- [ARTICLE]:
RéFORME DES RETRAITES. QUE DIT CET ARTICLE 40 BRANDI, AUJOURD’HUI, PAR LE GOUVERNEMENT ?

Les députés Liot, soutenus par la Nupes, le RN et une partie de LR, ont déposé une proposition de loi visant à abroger le report de l’âge légal de départ à la retraite à 64 ans. L’exécutif ne veut pas en entendre parler et tente de torpiller cette initiative. Comment ? En brandissant la Constitution. Explications.

L’absence de majorité absolue à l’Assemblée nationale a, au moins, un mérite : apprendre aux Français – ou les faire réviser – les nombreux articles de la Constitution de la Ve République. Après le 44-3 (vote bloqué), le 47-1 (débats limités à cinquante jours) ou encore le 49-3 (adoption d’un texte sans vote), utilisés au Parlement durant l’examen de la réforme des retraites, place désormais au 40.

C’est celui brandi par le gouvernement et sa majorité relative pour tenter d’empêcher le débat, en séance plénière au Palais Bourbon le jeudi 8 juin, sur la proposition de loi Liot, visant à abroger le report de l’âge légal de départ à la retraite à 64 ans. Soutenu par la Nupes, le RN et une partie de la droite LR, ce texte a des chances d’être adopté en première lecture. Ce qui met l’exécutif sous tension.

« Elle est inconstitutionnelle »

Que dit cet article 40 ? D’une écriture simple, il interdit à un parlementaire ou à une formation de soumettre au vote une initiative qui aggraverait les finances publiques sans les compenser financièrement. Dans le cas présent, l’abrogation de la réforme de retraites créerait entre quinze et dix-huit milliards de charges supplémentaires… uniquement gagées par des taxes sur les tabacs.

Inconstitutionnel, dénoncent donc Emmanuel Macron, Élisabeth Borne ou encore Yaël Braun-Pivet, la présidente de l’Assemblée nationale. « Cet article 40 est clair, a-t-elle martelé, ce mardi matin, sur France 2. La proposition de loi Liot doit donc être déclarée inconstitutionnelle. Il ne peut y avoir de discussion dans l’hémicycle le jeudi 8 juin sur un texte inconstitutionnel. »

« Le gage tabac est suffisamment consistant »

Pressé de donner son avis sur la constitutionnalité ou non de cette proposition de loi Liot au regard de l’article 40, le président de la commission des finances, l’Insoumis Éric Coquerel, se dit favorable à l’examen du texte en séance plénière dans neuf jours. « Ceux qui brandissent l’article 40 pour empêcher le débat mettent en quarantaine la démocratie parlementaire », dénonce le député de la Seine-Saint-Denis dans une tribune publiée dans le journal Le Monde, puis dans un communiqué rendu public ce mardi matin.

- [CONSIGNES]:
a - Recopiez l'article en commençant aux mots « Les députés Liot, soutenus » et en vous arrêtant après « désormais au 40. », et remplacez « Parlement » par « Palais Bourbon ».
b - D'après l'article, combien de charges supplémentaires l'abrogation de la réforme des retraites créerait-elle ?
Le matériel qui suit n'a aucun rapport avec l'article.

- [DONNÉES SOURCES]:

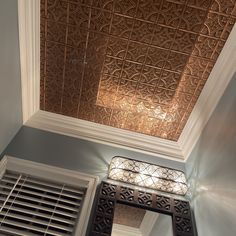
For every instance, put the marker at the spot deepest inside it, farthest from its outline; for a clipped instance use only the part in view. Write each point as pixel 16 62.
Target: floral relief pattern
pixel 139 65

- [RÉPONSES]:
a -
Les députés Liot, soutenus par la Nupes, le RN et une partie de LR, ont déposé une proposition de loi visant à abroger le report de l’âge légal de départ à la retraite à 64 ans. L’exécutif ne veut pas en entendre parler et tente de torpiller cette initiative. Comment ? En brandissant la Constitution. Explications.

L’absence de majorité absolue à l’Assemblée nationale a, au moins, un mérite : apprendre aux Français – ou les faire réviser – les nombreux articles de la Constitution de la Ve République. Après le 44-3 (vote bloqué), le 47-1 (débats limités à cinquante jours) ou encore le 49-3 (adoption d’un texte sans vote), utilisés au Palais Bourbon durant l’examen de la réforme des retraites, place désormais au 40.

b - Entre quinze et dix-huit milliards.